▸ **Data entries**
* * * *
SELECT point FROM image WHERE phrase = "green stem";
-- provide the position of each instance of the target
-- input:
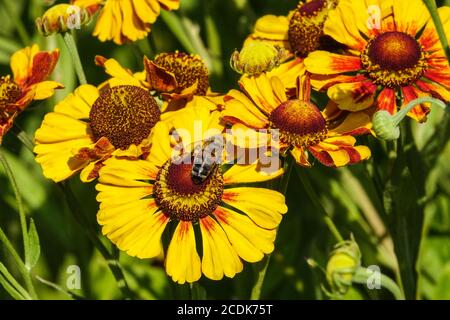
(317, 203)
(20, 204)
(23, 220)
(213, 40)
(58, 288)
(432, 8)
(256, 290)
(23, 137)
(173, 22)
(361, 276)
(72, 47)
(80, 217)
(20, 27)
(10, 289)
(398, 117)
(4, 271)
(22, 268)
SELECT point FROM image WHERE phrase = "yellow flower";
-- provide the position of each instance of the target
(181, 80)
(392, 52)
(302, 127)
(299, 33)
(91, 125)
(256, 57)
(140, 199)
(62, 18)
(31, 67)
(123, 21)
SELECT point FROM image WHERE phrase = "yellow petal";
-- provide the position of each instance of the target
(112, 195)
(182, 262)
(219, 257)
(127, 172)
(354, 96)
(161, 150)
(249, 240)
(272, 28)
(46, 89)
(55, 158)
(78, 105)
(22, 62)
(265, 207)
(134, 227)
(250, 173)
(410, 16)
(240, 109)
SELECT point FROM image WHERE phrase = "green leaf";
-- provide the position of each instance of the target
(10, 289)
(11, 285)
(441, 291)
(32, 255)
(405, 219)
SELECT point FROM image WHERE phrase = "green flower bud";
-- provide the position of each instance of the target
(256, 57)
(62, 18)
(385, 125)
(342, 265)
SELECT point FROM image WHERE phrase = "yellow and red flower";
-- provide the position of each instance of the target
(91, 125)
(123, 21)
(301, 126)
(179, 78)
(141, 199)
(396, 56)
(299, 33)
(31, 69)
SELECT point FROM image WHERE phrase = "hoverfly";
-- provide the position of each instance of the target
(206, 159)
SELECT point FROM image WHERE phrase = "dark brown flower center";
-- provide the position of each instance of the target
(300, 123)
(394, 51)
(312, 8)
(187, 70)
(394, 59)
(306, 26)
(9, 93)
(124, 114)
(180, 198)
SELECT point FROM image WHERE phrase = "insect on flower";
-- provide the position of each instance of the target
(207, 159)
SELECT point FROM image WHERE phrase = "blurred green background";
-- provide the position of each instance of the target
(353, 197)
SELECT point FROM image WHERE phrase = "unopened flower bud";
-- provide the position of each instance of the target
(385, 126)
(62, 18)
(342, 265)
(256, 57)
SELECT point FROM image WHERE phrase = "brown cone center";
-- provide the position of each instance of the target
(124, 114)
(394, 51)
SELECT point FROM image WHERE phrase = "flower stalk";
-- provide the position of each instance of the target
(23, 223)
(386, 126)
(362, 276)
(432, 8)
(72, 47)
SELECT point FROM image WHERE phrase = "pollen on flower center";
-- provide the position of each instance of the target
(124, 114)
(306, 25)
(394, 59)
(187, 70)
(300, 123)
(180, 198)
(9, 93)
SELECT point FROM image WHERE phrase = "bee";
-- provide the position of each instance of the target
(206, 159)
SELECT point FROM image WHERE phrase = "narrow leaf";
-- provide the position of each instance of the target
(34, 251)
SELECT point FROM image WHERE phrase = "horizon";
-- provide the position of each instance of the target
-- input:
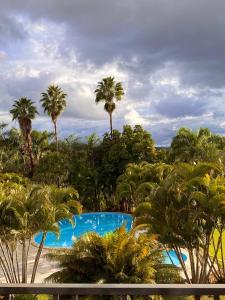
(173, 76)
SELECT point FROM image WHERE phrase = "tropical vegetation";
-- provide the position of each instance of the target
(175, 193)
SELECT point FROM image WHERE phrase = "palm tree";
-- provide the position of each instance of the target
(194, 146)
(192, 198)
(118, 257)
(24, 111)
(54, 102)
(25, 210)
(107, 91)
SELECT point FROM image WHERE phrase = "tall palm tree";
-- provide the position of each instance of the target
(54, 102)
(118, 257)
(108, 91)
(24, 111)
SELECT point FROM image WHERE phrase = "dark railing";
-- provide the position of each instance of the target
(114, 289)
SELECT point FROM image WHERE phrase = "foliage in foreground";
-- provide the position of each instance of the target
(118, 257)
(26, 209)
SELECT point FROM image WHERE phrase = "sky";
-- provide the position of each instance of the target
(168, 54)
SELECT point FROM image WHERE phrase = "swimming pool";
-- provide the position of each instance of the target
(101, 223)
(98, 222)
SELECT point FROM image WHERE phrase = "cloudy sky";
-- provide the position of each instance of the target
(169, 55)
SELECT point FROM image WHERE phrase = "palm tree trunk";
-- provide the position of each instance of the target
(24, 279)
(110, 120)
(56, 135)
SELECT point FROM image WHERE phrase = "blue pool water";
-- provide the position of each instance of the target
(101, 223)
(174, 258)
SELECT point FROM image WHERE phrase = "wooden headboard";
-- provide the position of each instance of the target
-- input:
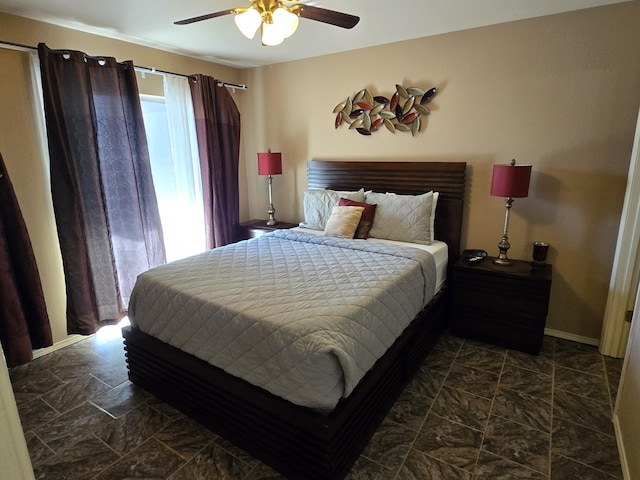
(409, 178)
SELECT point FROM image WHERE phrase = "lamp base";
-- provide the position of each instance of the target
(503, 246)
(272, 219)
(503, 262)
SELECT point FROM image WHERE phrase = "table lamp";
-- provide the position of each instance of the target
(509, 181)
(270, 164)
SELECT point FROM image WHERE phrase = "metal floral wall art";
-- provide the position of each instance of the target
(366, 113)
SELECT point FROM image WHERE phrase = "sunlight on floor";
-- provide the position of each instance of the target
(111, 332)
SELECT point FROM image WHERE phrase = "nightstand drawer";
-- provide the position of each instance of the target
(506, 306)
(502, 294)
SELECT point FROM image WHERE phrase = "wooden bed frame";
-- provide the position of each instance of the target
(296, 441)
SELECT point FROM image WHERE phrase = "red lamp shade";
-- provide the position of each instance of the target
(269, 163)
(510, 181)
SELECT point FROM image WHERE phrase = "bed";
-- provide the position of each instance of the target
(319, 441)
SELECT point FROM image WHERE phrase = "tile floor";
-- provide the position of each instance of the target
(474, 412)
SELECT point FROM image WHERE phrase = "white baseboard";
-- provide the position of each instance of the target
(58, 345)
(572, 337)
(621, 450)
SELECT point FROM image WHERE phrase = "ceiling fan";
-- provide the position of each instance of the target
(277, 19)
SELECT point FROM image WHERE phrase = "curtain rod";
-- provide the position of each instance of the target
(19, 46)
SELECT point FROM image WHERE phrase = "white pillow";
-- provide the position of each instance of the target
(318, 205)
(343, 221)
(404, 218)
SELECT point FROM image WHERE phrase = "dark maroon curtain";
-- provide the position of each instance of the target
(103, 196)
(24, 322)
(218, 131)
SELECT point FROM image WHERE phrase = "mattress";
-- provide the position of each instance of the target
(301, 316)
(438, 249)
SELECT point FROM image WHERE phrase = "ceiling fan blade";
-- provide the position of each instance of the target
(204, 17)
(331, 17)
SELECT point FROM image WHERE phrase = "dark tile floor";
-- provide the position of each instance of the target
(474, 412)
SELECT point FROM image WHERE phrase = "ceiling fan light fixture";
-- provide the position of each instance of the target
(248, 22)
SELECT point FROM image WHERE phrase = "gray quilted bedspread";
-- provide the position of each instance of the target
(302, 316)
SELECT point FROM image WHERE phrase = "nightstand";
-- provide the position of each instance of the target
(255, 228)
(505, 306)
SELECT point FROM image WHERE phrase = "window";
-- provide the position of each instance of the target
(176, 177)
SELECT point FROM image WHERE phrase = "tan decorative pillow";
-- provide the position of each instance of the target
(343, 221)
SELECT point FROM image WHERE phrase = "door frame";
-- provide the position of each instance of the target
(623, 285)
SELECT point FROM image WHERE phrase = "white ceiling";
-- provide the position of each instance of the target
(150, 23)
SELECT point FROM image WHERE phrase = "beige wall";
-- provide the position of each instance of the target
(27, 168)
(559, 92)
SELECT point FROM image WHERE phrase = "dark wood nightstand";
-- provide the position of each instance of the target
(255, 228)
(505, 306)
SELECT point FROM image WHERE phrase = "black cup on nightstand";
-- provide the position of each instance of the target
(540, 251)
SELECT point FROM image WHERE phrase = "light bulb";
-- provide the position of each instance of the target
(248, 22)
(286, 21)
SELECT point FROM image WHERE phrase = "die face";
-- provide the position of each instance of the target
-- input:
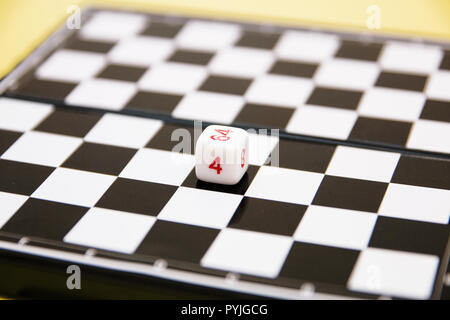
(221, 155)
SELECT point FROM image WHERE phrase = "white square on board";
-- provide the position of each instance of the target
(209, 106)
(159, 166)
(21, 115)
(394, 273)
(438, 86)
(71, 65)
(207, 35)
(112, 26)
(386, 103)
(430, 135)
(102, 93)
(347, 74)
(363, 164)
(416, 203)
(322, 121)
(123, 131)
(336, 227)
(141, 51)
(260, 146)
(306, 46)
(173, 78)
(281, 91)
(410, 57)
(110, 230)
(9, 204)
(241, 62)
(74, 187)
(249, 252)
(42, 148)
(286, 185)
(200, 207)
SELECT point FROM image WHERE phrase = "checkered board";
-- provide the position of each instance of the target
(341, 86)
(103, 188)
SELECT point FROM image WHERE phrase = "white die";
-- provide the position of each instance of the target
(221, 155)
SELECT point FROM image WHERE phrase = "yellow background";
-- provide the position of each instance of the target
(25, 23)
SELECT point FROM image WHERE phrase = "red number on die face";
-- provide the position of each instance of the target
(223, 135)
(215, 165)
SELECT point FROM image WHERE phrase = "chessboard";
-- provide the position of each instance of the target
(356, 206)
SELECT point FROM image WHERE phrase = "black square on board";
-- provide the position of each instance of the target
(239, 188)
(437, 110)
(44, 219)
(124, 73)
(319, 263)
(100, 158)
(401, 81)
(409, 235)
(267, 216)
(264, 116)
(353, 194)
(193, 57)
(167, 138)
(160, 29)
(154, 102)
(22, 178)
(136, 196)
(258, 40)
(338, 98)
(71, 123)
(381, 130)
(45, 89)
(445, 63)
(177, 241)
(359, 50)
(7, 138)
(237, 86)
(294, 69)
(76, 43)
(423, 172)
(304, 155)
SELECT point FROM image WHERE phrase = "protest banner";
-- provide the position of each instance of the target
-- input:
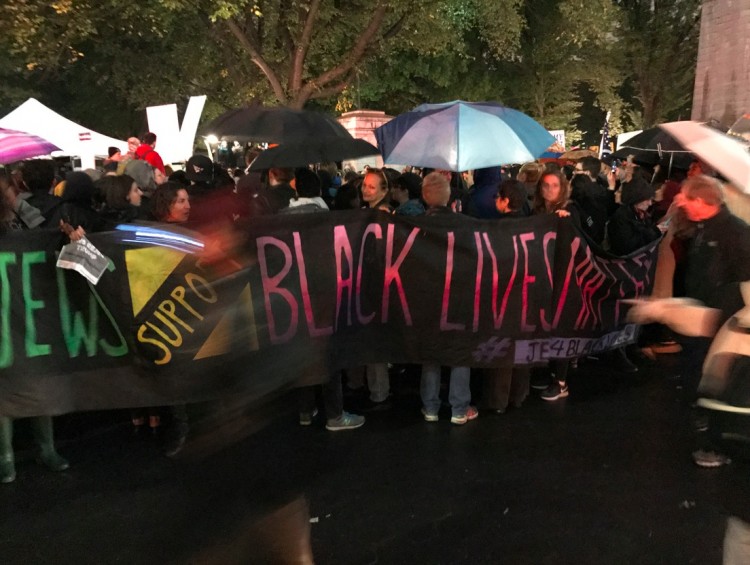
(312, 293)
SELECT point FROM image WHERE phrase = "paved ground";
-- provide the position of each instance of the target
(601, 477)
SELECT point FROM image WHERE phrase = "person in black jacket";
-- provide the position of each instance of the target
(632, 225)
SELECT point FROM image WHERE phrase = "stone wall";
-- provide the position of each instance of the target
(722, 77)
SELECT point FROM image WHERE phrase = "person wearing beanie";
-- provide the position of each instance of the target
(632, 226)
(407, 191)
(308, 198)
(147, 152)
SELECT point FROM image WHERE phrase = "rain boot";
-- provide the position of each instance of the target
(7, 464)
(42, 426)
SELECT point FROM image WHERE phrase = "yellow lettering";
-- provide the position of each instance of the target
(179, 295)
(168, 307)
(167, 353)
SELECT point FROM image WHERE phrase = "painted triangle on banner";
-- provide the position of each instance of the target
(148, 268)
(219, 341)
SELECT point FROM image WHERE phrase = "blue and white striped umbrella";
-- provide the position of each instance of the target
(19, 145)
(460, 136)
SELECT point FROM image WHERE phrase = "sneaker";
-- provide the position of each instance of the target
(345, 422)
(52, 460)
(710, 459)
(306, 418)
(471, 414)
(558, 389)
(539, 381)
(666, 347)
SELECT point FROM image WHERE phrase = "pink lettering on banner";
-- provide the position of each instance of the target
(588, 290)
(343, 249)
(575, 244)
(271, 286)
(377, 231)
(498, 317)
(445, 325)
(393, 276)
(314, 331)
(527, 280)
(478, 281)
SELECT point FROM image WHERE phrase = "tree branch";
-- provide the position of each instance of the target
(355, 56)
(258, 59)
(295, 77)
(335, 89)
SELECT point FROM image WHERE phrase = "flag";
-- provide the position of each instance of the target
(604, 148)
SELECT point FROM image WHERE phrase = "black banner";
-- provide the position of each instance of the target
(305, 294)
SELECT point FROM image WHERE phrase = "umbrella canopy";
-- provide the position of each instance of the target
(18, 145)
(728, 155)
(460, 136)
(654, 145)
(575, 154)
(274, 125)
(316, 151)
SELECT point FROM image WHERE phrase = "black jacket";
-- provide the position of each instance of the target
(628, 232)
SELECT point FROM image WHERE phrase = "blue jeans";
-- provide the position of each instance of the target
(459, 394)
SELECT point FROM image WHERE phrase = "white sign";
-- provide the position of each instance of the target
(81, 256)
(175, 143)
(559, 136)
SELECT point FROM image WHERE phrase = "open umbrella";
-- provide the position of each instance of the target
(575, 154)
(315, 151)
(728, 155)
(274, 125)
(18, 145)
(653, 146)
(460, 136)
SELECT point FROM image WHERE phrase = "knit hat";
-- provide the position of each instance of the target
(637, 190)
(411, 182)
(79, 187)
(142, 173)
(199, 168)
(307, 183)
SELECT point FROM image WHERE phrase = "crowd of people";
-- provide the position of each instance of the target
(619, 209)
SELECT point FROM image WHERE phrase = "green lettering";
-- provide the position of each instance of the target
(112, 350)
(75, 330)
(33, 349)
(6, 339)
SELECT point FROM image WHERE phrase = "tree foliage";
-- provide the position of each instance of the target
(659, 40)
(102, 61)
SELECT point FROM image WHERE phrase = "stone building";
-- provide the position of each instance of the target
(722, 77)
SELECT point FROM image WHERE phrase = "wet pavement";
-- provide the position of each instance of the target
(604, 476)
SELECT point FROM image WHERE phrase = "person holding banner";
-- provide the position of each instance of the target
(41, 425)
(436, 193)
(552, 196)
(502, 386)
(171, 204)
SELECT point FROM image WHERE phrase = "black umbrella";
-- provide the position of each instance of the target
(316, 151)
(653, 146)
(274, 125)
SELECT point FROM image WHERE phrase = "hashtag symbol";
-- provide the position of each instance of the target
(490, 349)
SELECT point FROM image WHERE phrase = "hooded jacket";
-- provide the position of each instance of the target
(481, 201)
* * * *
▸ **Requirement**
Pull out every line of the data entries above that contains the string "center", matching case exactly.

▸ **Full solution**
SELECT point FROM image WHERE phrase = "dark brown flower center";
SELECT point FROM image WHERE phrase = "brown cone center";
SELECT point FROM image WHERE phrase = "pollen on flower center";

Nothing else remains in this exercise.